→ **Given task 1**:
Reproduce word for word the passage of the CNC post that begins with the words containing "If i get this" and ends with "the power cylinder.".

→ **Excerpt**:
● ● ● ● ● ● ●

Sunday, 8 May 2011

CNCing the first part

I decided the best thing to do would be to make the Top Plate first. It is probably the most important part of the engine - It supports the main A frame and also houses the power cylinder & power piston.

If i get this part wrong the rest of the engine has no chance of working.

The Top Plate can be seen in the image below, its the eh..... plate on the top :)

 As you can see in the image below it also has 2 two millimetre thick pieces of plastic that screw into it, these are for the A Frame to slot into.

So the Top Plate needs 10  micro millimetre precise holes milled through it and one large hole for the power cylinder.
So lets go :).

First the holes for all the screws and the single hole for the power cylinder have to be made.

This is the AutoCAD file that i created , i have the points where the CNC machine will mill highlighted in blue so they can be seen, they are only single points in AutoCAD and would not be seen otherwise.

The CAD file is then converted to a dxf (drawing exchange file) and sent to LazyCAM. In LazyCAM i set the depth that i would like the CNC machine to go through the aluminium, the speed at which i would like it to cut, the direction of cut and also the order in which i would like it to do things, all these things can be changed.

● ● ● ● ● ● ●

→ **Data listing**:
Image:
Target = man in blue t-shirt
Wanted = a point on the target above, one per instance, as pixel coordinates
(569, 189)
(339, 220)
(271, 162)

● ● ● ● ● ● ●

→ **Given task 2**:
Present every line of the records in the data listing as a Markdown table with the columns Row and Line, omitting blank lines.

→ **Reply 1**:
If i get this part wrong the rest of the engine has no chance of working.

The Top Plate can be seen in the image below, its the eh..... plate on the top :)

 As you can see in the image below it also has 2 two millimetre thick pieces of plastic that screw into it, these are for the A Frame to slot into.

So the Top Plate needs 10  micro millimetre precise holes milled through it and one large hole for the power cylinder.

→ **Reply 2**:
| Row | Line |
|---|---|
| 1 | Image: |
| 2 | Target = man in blue t-shirt |
| 3 | Wanted = a point on the target above, one per instance, as pixel coordinates |
| 4 | (569, 189) |
| 5 | (339, 220) |
| 6 | (271, 162) |